**Input material**
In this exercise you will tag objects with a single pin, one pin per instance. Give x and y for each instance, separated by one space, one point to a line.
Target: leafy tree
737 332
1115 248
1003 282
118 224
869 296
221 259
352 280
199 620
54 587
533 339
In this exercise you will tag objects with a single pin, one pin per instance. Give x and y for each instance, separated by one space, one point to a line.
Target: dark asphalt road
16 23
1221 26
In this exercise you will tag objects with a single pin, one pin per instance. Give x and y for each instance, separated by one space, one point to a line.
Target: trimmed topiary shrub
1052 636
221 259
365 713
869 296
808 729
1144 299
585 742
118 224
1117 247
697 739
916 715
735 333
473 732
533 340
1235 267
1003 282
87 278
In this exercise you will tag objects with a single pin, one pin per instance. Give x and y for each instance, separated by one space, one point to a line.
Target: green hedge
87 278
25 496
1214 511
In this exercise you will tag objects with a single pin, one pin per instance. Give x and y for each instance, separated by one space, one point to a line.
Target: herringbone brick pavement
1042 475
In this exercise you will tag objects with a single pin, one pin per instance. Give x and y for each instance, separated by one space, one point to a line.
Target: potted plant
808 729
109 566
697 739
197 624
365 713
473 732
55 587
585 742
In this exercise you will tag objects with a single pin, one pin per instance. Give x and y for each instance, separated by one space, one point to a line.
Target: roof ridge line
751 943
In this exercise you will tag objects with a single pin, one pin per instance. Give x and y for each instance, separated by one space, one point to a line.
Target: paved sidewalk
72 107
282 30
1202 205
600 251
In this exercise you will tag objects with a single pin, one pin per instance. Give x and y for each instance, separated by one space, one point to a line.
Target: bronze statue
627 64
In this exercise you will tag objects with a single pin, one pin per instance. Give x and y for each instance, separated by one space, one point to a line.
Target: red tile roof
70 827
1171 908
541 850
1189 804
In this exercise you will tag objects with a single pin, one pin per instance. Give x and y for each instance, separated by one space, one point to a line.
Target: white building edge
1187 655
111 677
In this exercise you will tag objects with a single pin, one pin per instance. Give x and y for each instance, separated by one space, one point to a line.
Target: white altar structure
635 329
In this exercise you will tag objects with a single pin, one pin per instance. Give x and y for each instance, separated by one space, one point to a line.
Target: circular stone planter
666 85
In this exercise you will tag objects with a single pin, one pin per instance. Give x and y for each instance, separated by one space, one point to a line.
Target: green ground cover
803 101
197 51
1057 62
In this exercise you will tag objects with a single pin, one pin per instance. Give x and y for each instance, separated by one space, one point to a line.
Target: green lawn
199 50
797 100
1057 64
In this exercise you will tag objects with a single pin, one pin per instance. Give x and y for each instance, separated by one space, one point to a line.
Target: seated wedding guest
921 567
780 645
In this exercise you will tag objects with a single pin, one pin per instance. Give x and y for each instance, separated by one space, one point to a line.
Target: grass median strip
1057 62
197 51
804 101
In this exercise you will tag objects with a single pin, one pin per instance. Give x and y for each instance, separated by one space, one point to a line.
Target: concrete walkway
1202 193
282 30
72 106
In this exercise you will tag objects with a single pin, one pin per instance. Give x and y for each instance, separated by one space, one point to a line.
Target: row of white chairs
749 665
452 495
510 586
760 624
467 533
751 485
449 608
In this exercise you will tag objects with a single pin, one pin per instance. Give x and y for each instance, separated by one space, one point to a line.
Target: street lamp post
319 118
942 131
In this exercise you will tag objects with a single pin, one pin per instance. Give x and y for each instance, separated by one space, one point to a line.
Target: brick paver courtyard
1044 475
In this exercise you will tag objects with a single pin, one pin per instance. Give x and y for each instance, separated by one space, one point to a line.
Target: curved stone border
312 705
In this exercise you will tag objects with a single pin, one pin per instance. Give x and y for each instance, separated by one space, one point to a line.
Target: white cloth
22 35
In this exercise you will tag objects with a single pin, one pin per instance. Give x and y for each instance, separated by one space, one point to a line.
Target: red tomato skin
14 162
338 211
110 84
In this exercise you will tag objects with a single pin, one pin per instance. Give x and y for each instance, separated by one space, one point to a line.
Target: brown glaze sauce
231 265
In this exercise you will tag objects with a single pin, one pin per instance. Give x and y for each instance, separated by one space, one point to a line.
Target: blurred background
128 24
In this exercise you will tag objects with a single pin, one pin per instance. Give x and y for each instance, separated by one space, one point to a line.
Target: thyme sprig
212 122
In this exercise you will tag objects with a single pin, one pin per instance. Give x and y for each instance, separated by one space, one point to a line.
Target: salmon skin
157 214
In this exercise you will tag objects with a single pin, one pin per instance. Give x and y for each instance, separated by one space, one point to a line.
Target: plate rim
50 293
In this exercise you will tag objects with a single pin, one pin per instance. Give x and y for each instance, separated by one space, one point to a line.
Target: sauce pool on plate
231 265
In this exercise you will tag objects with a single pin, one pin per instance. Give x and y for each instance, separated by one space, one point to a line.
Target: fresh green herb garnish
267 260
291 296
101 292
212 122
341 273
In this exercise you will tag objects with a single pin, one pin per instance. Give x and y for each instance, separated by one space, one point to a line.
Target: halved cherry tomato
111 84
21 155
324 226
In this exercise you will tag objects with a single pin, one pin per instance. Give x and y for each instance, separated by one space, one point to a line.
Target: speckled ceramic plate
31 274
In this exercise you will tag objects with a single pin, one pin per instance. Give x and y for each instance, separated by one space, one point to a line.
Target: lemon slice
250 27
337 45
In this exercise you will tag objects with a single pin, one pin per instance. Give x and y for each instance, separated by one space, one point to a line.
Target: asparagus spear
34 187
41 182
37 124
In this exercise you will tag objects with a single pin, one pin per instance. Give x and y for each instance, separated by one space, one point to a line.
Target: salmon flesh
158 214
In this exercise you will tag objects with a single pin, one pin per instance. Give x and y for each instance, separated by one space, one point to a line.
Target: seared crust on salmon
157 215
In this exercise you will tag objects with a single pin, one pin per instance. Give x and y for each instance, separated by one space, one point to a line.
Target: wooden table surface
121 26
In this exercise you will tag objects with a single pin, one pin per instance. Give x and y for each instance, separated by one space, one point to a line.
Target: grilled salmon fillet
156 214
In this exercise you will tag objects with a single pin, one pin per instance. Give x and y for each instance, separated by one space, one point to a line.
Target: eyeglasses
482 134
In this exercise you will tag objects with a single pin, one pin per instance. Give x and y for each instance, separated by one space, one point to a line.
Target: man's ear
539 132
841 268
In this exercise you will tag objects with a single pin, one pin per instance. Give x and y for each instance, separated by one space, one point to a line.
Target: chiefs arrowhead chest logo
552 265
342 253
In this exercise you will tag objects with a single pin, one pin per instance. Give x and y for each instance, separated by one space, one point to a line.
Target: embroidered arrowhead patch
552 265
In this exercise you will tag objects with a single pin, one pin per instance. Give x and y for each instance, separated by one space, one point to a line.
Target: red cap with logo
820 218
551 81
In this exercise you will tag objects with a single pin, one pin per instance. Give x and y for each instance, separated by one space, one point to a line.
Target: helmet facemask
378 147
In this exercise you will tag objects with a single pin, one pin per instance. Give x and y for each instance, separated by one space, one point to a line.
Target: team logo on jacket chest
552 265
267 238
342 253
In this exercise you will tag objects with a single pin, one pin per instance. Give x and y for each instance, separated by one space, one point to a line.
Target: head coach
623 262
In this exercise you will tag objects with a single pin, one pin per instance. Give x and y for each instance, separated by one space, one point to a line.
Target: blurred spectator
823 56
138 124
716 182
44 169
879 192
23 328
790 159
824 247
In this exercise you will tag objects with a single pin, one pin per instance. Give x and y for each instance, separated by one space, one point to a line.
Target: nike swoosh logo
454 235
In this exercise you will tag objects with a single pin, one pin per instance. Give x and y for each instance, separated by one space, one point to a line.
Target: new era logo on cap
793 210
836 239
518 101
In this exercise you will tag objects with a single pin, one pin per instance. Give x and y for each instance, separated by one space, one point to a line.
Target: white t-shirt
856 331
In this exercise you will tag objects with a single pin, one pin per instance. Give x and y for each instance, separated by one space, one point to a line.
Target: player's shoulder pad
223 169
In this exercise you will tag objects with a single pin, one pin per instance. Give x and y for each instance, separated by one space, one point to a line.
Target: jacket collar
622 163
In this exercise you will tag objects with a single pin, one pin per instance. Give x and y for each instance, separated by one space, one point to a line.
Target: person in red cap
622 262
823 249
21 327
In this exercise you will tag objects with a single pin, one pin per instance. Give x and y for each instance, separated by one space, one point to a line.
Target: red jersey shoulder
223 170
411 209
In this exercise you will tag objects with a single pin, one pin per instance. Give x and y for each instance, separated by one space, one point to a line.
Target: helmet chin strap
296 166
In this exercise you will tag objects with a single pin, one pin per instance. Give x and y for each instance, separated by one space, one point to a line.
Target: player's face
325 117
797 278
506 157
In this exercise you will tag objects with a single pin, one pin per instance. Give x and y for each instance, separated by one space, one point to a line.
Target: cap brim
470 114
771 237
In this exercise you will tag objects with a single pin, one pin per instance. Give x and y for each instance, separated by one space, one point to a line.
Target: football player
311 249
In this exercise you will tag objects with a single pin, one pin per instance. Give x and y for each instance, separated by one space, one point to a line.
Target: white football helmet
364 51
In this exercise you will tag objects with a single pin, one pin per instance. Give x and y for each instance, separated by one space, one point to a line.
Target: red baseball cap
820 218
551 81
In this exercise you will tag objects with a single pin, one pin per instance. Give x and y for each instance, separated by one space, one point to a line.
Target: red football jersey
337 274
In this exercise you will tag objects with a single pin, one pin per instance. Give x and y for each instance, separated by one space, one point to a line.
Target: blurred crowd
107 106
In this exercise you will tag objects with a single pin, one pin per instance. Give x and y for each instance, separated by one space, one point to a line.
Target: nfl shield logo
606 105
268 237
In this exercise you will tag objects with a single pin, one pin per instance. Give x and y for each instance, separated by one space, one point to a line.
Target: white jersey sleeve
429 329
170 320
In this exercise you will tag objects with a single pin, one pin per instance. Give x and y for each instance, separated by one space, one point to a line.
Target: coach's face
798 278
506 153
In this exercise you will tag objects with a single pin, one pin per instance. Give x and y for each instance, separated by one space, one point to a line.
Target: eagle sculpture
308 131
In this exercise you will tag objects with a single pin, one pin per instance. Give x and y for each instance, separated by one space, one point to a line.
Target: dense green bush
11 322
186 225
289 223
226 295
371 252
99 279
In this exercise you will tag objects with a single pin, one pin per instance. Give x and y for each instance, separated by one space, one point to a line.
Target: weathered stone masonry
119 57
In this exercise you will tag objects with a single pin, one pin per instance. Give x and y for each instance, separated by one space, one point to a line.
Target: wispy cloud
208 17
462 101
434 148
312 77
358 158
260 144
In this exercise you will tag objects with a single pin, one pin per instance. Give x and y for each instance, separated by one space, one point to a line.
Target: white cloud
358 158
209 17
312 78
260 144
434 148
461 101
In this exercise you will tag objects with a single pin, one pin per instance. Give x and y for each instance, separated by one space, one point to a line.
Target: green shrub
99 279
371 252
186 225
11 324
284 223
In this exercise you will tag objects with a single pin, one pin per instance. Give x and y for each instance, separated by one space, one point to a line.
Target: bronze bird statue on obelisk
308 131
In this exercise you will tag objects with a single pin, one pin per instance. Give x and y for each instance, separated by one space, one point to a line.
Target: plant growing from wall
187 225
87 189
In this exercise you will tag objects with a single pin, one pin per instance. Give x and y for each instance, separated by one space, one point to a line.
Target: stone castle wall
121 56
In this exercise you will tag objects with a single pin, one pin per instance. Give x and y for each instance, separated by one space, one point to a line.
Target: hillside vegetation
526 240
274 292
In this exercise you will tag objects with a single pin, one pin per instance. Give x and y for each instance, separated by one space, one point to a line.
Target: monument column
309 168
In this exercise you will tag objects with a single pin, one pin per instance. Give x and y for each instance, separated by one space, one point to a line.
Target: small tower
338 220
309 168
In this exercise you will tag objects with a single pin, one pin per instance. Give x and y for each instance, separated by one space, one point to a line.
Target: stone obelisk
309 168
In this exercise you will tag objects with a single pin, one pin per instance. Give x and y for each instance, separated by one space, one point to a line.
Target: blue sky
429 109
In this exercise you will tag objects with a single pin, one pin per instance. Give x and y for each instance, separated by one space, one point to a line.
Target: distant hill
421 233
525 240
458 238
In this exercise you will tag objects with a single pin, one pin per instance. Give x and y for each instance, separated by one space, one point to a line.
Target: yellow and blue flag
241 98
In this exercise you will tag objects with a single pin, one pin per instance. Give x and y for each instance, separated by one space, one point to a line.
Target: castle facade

**Request**
Show every line of the entries above that contains the word "tomato", with case counting.

**Final result**
Target: red tomato skin
Target: halved cherry tomato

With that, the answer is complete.